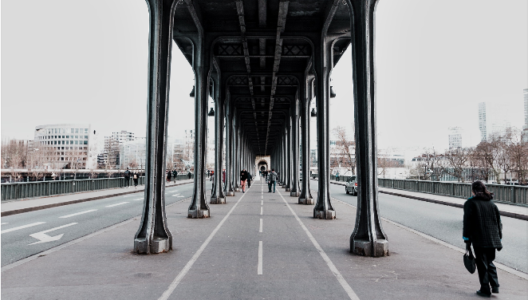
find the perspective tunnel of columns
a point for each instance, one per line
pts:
(263, 62)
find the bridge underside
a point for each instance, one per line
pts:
(262, 62)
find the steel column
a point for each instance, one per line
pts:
(306, 195)
(368, 237)
(153, 236)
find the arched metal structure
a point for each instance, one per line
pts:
(266, 60)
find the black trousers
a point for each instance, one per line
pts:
(484, 258)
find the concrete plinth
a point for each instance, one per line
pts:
(218, 201)
(198, 214)
(328, 214)
(157, 245)
(307, 201)
(364, 248)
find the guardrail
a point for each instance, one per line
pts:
(22, 190)
(503, 193)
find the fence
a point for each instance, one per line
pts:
(503, 193)
(22, 190)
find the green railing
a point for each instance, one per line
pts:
(503, 193)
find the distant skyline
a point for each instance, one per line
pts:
(433, 66)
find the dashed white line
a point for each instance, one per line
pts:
(22, 227)
(259, 266)
(116, 204)
(79, 213)
(350, 292)
(196, 255)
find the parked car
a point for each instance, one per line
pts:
(351, 186)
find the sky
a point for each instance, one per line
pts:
(66, 61)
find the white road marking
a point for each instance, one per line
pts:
(259, 266)
(79, 213)
(116, 204)
(196, 255)
(350, 292)
(44, 238)
(22, 227)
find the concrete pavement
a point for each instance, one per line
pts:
(234, 255)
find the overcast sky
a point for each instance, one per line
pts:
(70, 61)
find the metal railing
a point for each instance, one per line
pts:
(23, 190)
(503, 193)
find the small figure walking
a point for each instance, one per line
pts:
(243, 180)
(483, 229)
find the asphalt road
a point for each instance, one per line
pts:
(444, 223)
(71, 222)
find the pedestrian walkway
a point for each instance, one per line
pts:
(509, 210)
(32, 204)
(259, 245)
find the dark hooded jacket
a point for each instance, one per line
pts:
(482, 223)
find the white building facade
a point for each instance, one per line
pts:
(67, 145)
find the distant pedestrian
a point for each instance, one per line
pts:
(483, 229)
(136, 179)
(127, 178)
(250, 177)
(272, 180)
(243, 180)
(174, 175)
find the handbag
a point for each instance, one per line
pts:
(469, 261)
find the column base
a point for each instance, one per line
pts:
(328, 214)
(218, 201)
(158, 245)
(198, 214)
(307, 201)
(364, 248)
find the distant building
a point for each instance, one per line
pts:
(455, 138)
(483, 122)
(67, 145)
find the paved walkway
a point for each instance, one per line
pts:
(257, 246)
(32, 204)
(511, 210)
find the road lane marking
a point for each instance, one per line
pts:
(22, 227)
(44, 238)
(116, 204)
(350, 292)
(79, 213)
(259, 266)
(196, 255)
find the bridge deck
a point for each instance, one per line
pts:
(219, 258)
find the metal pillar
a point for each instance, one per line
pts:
(199, 207)
(368, 237)
(229, 189)
(306, 195)
(153, 236)
(323, 64)
(294, 185)
(218, 196)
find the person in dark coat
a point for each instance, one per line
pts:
(483, 230)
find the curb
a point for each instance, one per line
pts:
(28, 209)
(502, 213)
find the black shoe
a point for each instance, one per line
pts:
(482, 294)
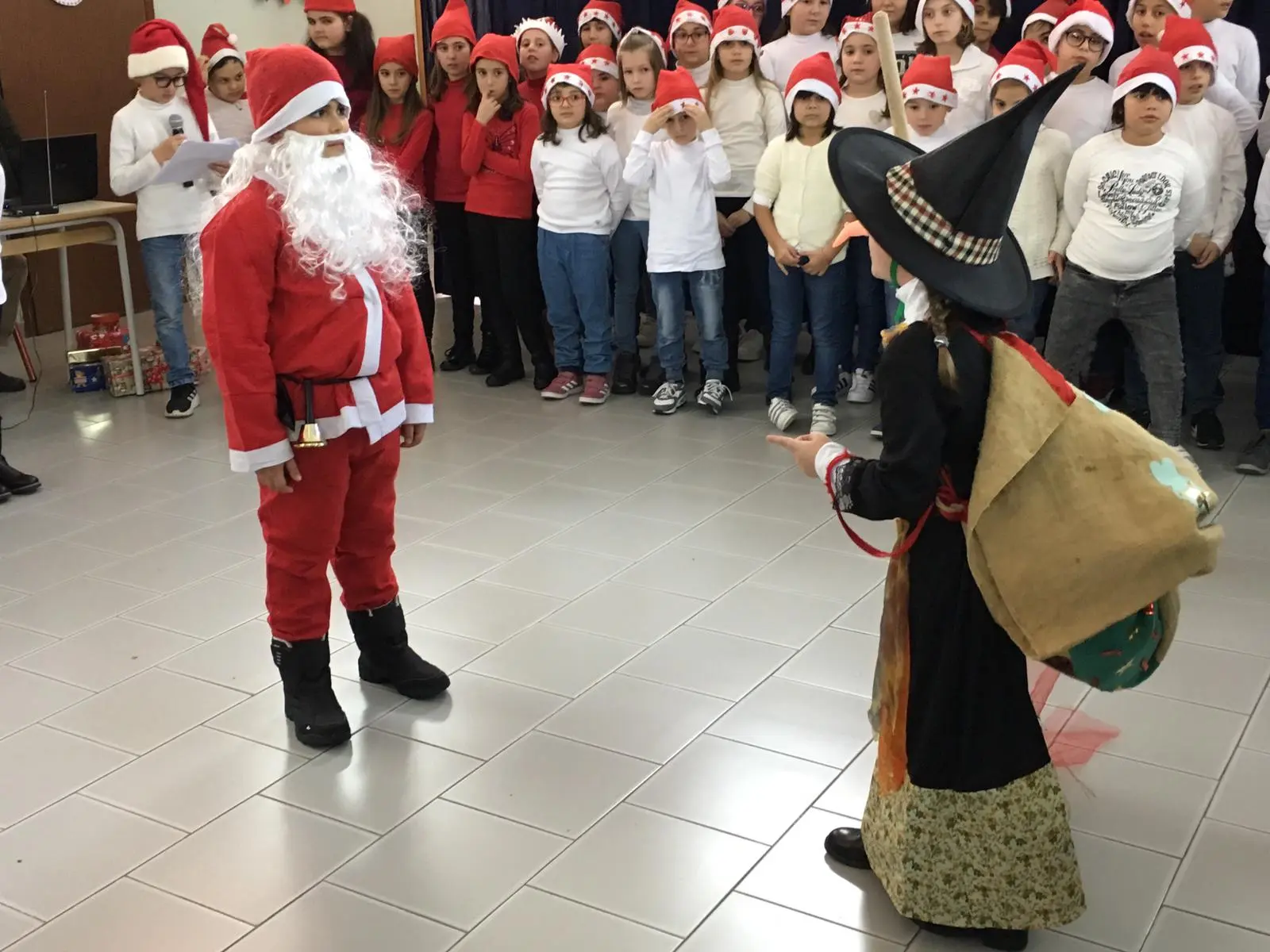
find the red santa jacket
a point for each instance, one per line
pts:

_Exercise_
Write out all of the data above verbatim, line by line, and omit the pictures.

_Expected output_
find the perspective tunnel of columns
a point for each instance, one per line
pts:
(263, 62)
find the bridge underside
a point for each instance, one per line
pts:
(262, 62)
find the steel column
a point for each instance, one per line
pts:
(306, 195)
(368, 237)
(153, 236)
find the arched metal structure
a point for each instance, one per line
pts:
(266, 60)
find the black trousers
a point for each instance, one per line
pts:
(484, 258)
find the concrete plinth
a point for each instance, one per line
pts:
(218, 201)
(198, 214)
(328, 214)
(157, 245)
(307, 201)
(364, 248)
find the guardrail
a point for each instance, one per line
pts:
(22, 190)
(503, 193)
find the fence
a point for each instance, one per line
pts:
(503, 193)
(22, 190)
find the green railing
a point for each instance, one per line
pts:
(503, 193)
find the distant skyline
a point for each instance, one per line
pts:
(433, 66)
find the dashed white line
a point for each instance, one per line
pts:
(22, 227)
(259, 266)
(116, 204)
(79, 213)
(350, 292)
(196, 255)
find the parked car
a point for each instance, one per line
pts:
(351, 186)
find the sky
a point for each instance, one per line
pts:
(66, 61)
find the white road marking
a point for each instance, one per line
pts:
(259, 266)
(79, 213)
(116, 204)
(196, 255)
(350, 292)
(44, 238)
(22, 227)
find the concrete pavement
a point for each instance, one per line
pts:
(234, 255)
find the overcast sky
a point for each instance, one per line
pts:
(70, 61)
find the metal railing
a point for each instance, one per line
pts:
(23, 190)
(503, 193)
find the small figure walking
a point for each instance, one per line
pts:
(243, 180)
(483, 229)
find the asphalt road
a point for each instance, one per line
pts:
(444, 223)
(71, 222)
find the pedestrian walkway
a point for each instance, one per line
pts:
(509, 210)
(32, 204)
(259, 245)
find the dark hooded jacket
a point for each instance, one per line
pts:
(482, 223)
find the white building facade
a point for each instance, one per line
pts:
(67, 145)
find the distant pedestrian
a point for each instance, one per line
pts:
(483, 229)
(136, 179)
(127, 178)
(250, 177)
(272, 180)
(243, 180)
(174, 175)
find the handbag
a point for each instance, one per line
pts:
(469, 261)
find the column base
a point for each instance, one per line
pts:
(328, 214)
(218, 201)
(158, 245)
(198, 214)
(307, 201)
(364, 248)
find the distant building
a point for each instance, one per line
pts:
(455, 138)
(483, 122)
(67, 145)
find the paved walkway
a point for each instance, one per line
pts:
(257, 246)
(32, 204)
(511, 210)
find the road lane marking
a point for each instance, one per line
pts:
(22, 227)
(44, 238)
(116, 204)
(350, 292)
(79, 213)
(259, 266)
(196, 255)
find the bridge deck
a point for each instance, one per line
pts:
(219, 258)
find the metal pillar
a point for each instance, one per line
pts:
(199, 207)
(368, 237)
(229, 189)
(306, 195)
(153, 236)
(323, 64)
(294, 185)
(218, 196)
find the person in dark coat
a point for each instance, one per line
pts:
(483, 230)
find the curb
a point for each instance, one per line
pts:
(28, 209)
(502, 213)
find the black shoe
a point for each instance, one per line
pts:
(482, 294)
find the red santa jacket
a point for each instance, one per line
pts:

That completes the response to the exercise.